* [Excerpt from a dataset]:

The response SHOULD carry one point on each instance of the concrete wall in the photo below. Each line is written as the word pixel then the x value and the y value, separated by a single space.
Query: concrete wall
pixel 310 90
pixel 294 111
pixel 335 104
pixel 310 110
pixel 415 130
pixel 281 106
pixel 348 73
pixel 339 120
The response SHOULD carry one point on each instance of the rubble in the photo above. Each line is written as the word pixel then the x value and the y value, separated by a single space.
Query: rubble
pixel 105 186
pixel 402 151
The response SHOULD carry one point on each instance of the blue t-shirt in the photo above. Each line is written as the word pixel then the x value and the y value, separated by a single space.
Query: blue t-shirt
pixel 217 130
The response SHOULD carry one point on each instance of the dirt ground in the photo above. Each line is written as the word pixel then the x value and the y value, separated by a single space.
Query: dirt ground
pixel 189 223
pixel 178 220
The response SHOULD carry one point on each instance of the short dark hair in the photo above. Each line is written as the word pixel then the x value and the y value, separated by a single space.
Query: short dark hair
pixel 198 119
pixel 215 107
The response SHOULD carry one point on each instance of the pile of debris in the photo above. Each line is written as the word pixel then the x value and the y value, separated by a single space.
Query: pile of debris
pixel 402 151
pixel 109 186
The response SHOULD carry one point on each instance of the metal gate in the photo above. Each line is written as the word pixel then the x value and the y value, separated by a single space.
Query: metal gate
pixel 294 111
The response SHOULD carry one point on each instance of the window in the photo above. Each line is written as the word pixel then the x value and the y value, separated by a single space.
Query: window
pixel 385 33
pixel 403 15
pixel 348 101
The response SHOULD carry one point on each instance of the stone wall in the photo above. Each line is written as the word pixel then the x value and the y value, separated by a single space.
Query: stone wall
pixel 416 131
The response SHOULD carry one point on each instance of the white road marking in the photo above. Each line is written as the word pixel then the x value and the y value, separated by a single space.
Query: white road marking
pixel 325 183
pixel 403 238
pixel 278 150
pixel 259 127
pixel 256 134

* [Task objective]:
Reproduce the data word for word, starting with its first line and going on through the line that contains "pixel 217 130", including that line.

* [Answer to this task]:
The response SHOULD carry one point on each instance of the concrete wall in the photo below. Each line is written as the word pixel then the x value and the y value, separated by a single space.
Query: concrete wall
pixel 310 90
pixel 294 111
pixel 335 104
pixel 310 110
pixel 415 130
pixel 281 106
pixel 348 73
pixel 339 120
The response SHOULD carry one point on each instance of the rubble in the photo above. Each line is written as the word pixel then the x value and the y value, separated by a single space.
Query: rubble
pixel 105 186
pixel 402 151
The response SHOULD carry one point on each instance of the blue t-shirt in the photo above. Each line is written as the word pixel then the x value and the y value, separated by a single space.
Query: blue t-shirt
pixel 217 130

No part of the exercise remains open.